→ **EXERCISE**: Type out the data again. Keep every line exactly the same.

→ **RECORDS PROVIDED**:
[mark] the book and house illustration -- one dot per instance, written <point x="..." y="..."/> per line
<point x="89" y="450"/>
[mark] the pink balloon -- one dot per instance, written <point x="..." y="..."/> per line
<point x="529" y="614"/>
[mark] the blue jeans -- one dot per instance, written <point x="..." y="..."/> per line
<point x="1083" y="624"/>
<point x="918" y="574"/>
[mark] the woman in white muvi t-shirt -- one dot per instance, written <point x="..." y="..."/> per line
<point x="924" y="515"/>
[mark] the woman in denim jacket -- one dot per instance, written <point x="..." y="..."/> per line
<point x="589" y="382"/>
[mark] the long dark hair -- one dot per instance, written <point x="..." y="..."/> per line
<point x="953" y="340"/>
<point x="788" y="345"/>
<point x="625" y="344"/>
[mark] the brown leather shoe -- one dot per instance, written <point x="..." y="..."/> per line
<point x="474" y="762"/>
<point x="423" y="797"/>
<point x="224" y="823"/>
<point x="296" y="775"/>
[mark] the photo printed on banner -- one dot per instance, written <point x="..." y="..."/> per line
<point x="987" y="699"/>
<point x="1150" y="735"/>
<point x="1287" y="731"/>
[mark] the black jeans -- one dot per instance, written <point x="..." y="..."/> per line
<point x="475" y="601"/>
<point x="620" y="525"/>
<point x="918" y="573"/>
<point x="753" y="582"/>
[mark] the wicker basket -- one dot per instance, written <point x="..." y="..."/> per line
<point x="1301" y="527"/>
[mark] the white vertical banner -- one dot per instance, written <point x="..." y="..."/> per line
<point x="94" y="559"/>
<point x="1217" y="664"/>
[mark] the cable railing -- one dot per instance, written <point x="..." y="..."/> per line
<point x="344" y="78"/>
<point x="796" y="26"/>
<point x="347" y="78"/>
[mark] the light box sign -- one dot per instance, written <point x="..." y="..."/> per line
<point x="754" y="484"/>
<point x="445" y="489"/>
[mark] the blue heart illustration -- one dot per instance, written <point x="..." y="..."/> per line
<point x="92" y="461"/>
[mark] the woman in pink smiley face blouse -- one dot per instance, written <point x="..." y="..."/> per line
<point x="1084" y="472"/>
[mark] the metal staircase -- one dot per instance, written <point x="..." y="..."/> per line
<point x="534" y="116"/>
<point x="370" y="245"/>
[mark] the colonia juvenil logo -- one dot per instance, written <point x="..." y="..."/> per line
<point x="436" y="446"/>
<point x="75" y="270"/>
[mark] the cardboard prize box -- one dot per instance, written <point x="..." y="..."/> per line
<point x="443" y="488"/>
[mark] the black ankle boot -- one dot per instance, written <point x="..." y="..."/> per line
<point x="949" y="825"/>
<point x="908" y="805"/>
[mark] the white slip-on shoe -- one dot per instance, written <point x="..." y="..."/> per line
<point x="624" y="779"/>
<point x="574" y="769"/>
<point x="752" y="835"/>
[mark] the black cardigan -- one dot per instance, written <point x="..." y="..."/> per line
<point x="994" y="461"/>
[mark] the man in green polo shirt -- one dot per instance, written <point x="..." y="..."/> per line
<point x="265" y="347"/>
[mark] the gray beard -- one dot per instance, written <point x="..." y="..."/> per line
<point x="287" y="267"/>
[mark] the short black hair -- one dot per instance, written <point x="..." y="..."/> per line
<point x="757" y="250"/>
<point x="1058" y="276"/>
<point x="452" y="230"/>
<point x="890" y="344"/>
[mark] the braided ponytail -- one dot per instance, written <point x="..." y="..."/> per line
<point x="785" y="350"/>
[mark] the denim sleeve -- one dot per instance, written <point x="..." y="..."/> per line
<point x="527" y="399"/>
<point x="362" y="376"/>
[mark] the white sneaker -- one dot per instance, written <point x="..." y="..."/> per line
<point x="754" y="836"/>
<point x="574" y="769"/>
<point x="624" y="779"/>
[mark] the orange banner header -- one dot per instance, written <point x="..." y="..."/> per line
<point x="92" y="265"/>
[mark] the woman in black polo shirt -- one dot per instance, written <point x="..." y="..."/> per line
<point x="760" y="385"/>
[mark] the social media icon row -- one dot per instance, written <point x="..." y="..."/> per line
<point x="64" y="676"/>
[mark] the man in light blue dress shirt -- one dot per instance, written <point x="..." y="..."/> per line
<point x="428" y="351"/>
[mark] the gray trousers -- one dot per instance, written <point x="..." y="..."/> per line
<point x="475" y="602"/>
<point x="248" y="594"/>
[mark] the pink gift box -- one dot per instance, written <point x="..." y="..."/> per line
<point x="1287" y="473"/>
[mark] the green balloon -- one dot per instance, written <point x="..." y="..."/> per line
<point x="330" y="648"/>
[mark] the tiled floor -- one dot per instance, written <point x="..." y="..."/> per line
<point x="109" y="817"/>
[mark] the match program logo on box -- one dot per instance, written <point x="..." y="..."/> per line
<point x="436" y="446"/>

→ **WRITTEN ANSWER**:
[mark] the book and house illustration -- one dot per instance, written <point x="..." y="..."/> per line
<point x="89" y="450"/>
[mark] the pink balloon -- one dot per instance, written <point x="..." y="..."/> per line
<point x="529" y="614"/>
[mark] the blue jeans -- one dot per instance, written <point x="..." y="..."/> per line
<point x="1083" y="624"/>
<point x="918" y="574"/>
[mark] the woman in white muvi t-shirt -- one dot per instance, written <point x="..." y="..."/> per line
<point x="924" y="515"/>
[mark] the woman in denim jacket -- one dot per instance, written <point x="..." y="..."/> per line
<point x="589" y="382"/>
[mark] the long dark hair -- one dot per instance, written <point x="..." y="..."/> per line
<point x="953" y="340"/>
<point x="788" y="345"/>
<point x="625" y="344"/>
[mark] the brown leather shoe -- one dot per instance, written <point x="..." y="..."/> per line
<point x="474" y="762"/>
<point x="423" y="797"/>
<point x="224" y="823"/>
<point x="296" y="775"/>
[mark] the photo printed on banner -- one dot per instance, written <point x="..." y="..."/> per line
<point x="987" y="699"/>
<point x="1150" y="735"/>
<point x="1287" y="731"/>
[mark] the black jeans -- one dot per instance, written <point x="..." y="..."/> per line
<point x="475" y="601"/>
<point x="620" y="525"/>
<point x="918" y="573"/>
<point x="753" y="582"/>
[mark] the wicker basket -- one dot per instance, written <point x="..." y="..."/> per line
<point x="1301" y="527"/>
[mark] the white vertical banner -- one dot per instance, written <point x="..." y="..."/> per line
<point x="94" y="559"/>
<point x="1217" y="664"/>
[mark] the cable railing -- one dot per instance, written <point x="..." y="..."/> per line
<point x="344" y="78"/>
<point x="796" y="26"/>
<point x="347" y="78"/>
[mark] the light box sign -- one dot per instance, written <point x="..." y="..."/> per line
<point x="754" y="484"/>
<point x="445" y="489"/>
[mark] the blue heart illustration -- one dot per instance, written <point x="..." y="..."/> per line
<point x="92" y="461"/>
[mark] the woman in pink smiley face blouse -- one dot per instance, written <point x="..." y="..."/> per line
<point x="1084" y="472"/>
[mark] the metal staircase -- one dot per instance, written <point x="..." y="..."/> per line
<point x="534" y="116"/>
<point x="370" y="245"/>
[mark] the colonia juvenil logo -- one dot per instance, written <point x="..." y="..."/> per line
<point x="436" y="446"/>
<point x="75" y="270"/>
[mark] the cardboard prize box -- one dot per instance, written <point x="..." y="..."/> per line
<point x="443" y="488"/>
[mark] the black ankle boot -- one dot per instance, written <point x="..." y="..."/> per line
<point x="949" y="825"/>
<point x="908" y="805"/>
[mark] the white slip-on shoe -- one dot per instance, written <point x="..." y="..."/> per line
<point x="624" y="779"/>
<point x="574" y="769"/>
<point x="752" y="835"/>
[mark] the black cardigan -- one dot per instance, written <point x="..." y="..."/> per line
<point x="994" y="461"/>
[mark] the man in green polo shirt -- one dot per instance, written <point x="..." y="..."/> per line
<point x="265" y="347"/>
[mark] the gray beard -- one dot per instance, written <point x="..." y="..."/> per line
<point x="287" y="267"/>
[mark] the short black hair -- one dot per instance, written <point x="..." y="..."/> per line
<point x="757" y="250"/>
<point x="1058" y="276"/>
<point x="452" y="230"/>
<point x="890" y="344"/>
[mark] the braided ponytail -- one dot per instance, written <point x="..." y="..."/> per line
<point x="785" y="350"/>
[mark] the denim sleeve -- one dot per instance, written <point x="..." y="..."/> per line
<point x="527" y="399"/>
<point x="362" y="376"/>
[mark] the white sneaker -- one dot per instance, written <point x="..." y="..."/> per line
<point x="754" y="836"/>
<point x="574" y="769"/>
<point x="624" y="779"/>
[mark] the orange banner header -- one dot per instance, written <point x="..." y="..."/> per line
<point x="92" y="265"/>
[mark] the woman in black polo shirt -- one dot per instance, written <point x="..." y="..."/> per line
<point x="760" y="385"/>
[mark] the social media icon row -- one dot per instance, written <point x="..." y="..."/> per line
<point x="64" y="676"/>
[mark] the man in light blue dress shirt -- one dot per instance, written <point x="..." y="..."/> per line
<point x="428" y="351"/>
[mark] the gray trousers -- one dot per instance, written <point x="..." y="..."/> per line
<point x="475" y="602"/>
<point x="248" y="594"/>
[mark] the pink gift box -- one dot per instance, written <point x="..." y="..."/> per line
<point x="1287" y="473"/>
[mark] the green balloon -- one dot per instance, written <point x="..." y="..."/> per line
<point x="330" y="648"/>
[mark] the tiled floor -- one dot per instance, written <point x="..." y="..."/> per line
<point x="109" y="817"/>
[mark] the match program logo on box -- one dot per instance, written <point x="..." y="..."/> per line
<point x="436" y="446"/>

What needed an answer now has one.